[Data entries]
+===+
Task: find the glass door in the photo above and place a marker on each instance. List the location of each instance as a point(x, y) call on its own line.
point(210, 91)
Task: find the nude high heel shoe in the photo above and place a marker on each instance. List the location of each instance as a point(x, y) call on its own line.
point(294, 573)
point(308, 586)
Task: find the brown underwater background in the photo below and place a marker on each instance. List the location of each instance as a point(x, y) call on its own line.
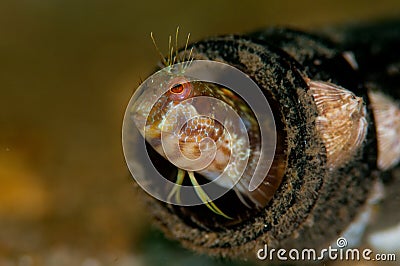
point(67, 71)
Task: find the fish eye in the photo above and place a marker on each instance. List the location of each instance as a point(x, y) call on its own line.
point(180, 90)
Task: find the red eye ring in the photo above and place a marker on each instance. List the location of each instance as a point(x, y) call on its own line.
point(180, 89)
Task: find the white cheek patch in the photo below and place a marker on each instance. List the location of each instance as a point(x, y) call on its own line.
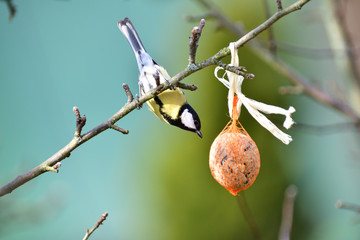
point(187, 119)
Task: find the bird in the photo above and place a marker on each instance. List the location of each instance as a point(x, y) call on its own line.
point(169, 106)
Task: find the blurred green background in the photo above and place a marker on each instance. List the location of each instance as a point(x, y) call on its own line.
point(155, 182)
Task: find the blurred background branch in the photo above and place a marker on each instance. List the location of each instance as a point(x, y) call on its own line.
point(98, 223)
point(268, 56)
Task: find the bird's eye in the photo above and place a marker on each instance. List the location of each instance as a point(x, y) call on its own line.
point(197, 123)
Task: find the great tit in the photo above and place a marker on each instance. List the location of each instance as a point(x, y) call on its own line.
point(171, 105)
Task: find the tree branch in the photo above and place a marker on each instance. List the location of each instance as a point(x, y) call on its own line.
point(130, 106)
point(278, 65)
point(194, 41)
point(99, 222)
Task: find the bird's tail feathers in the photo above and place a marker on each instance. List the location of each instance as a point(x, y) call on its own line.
point(142, 57)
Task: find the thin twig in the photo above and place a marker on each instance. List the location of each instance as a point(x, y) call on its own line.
point(80, 122)
point(279, 4)
point(128, 93)
point(128, 107)
point(194, 40)
point(190, 87)
point(99, 222)
point(124, 131)
point(248, 216)
point(287, 213)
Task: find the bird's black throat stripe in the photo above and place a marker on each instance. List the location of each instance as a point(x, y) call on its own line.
point(177, 121)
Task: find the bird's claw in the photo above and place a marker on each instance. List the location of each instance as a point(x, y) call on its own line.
point(138, 105)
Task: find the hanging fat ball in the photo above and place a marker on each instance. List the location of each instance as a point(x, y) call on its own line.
+===+
• What is required: Every line from the one containing "Task: find the tree" through the last line must be copied exactly; leave out the rest.

• Solution for this task:
Task: find the tree branch in the photo above and place a marker on each instance. List the location of each instance as a point(x, y) call on its own line.
point(130, 106)
point(278, 65)
point(194, 41)
point(99, 222)
Task: find the bird's tail feathers in the photo above and place a marker on each instance. List the location of each instance as a point(x, y) call on its own line.
point(142, 57)
Task: find the thin twig in the photo above and place a marker on each instance. List the location of each instance as a point(x, y) call on its own line.
point(80, 122)
point(279, 4)
point(128, 93)
point(128, 107)
point(194, 40)
point(190, 87)
point(99, 222)
point(124, 131)
point(248, 216)
point(287, 213)
Task: find the bird's black throat stripe in the photo above and place a marker on each instance. List the location of each instance as a point(x, y) call on its own line.
point(177, 121)
Task: find the bird's claw in the photo above and place a marker on each instance. List the location of each instance as a point(x, y) call on its own line.
point(138, 105)
Task: find the hanging fat ball in the photo above and place a marker on each instance. List the location of each instance as a point(x, y) call on its own line.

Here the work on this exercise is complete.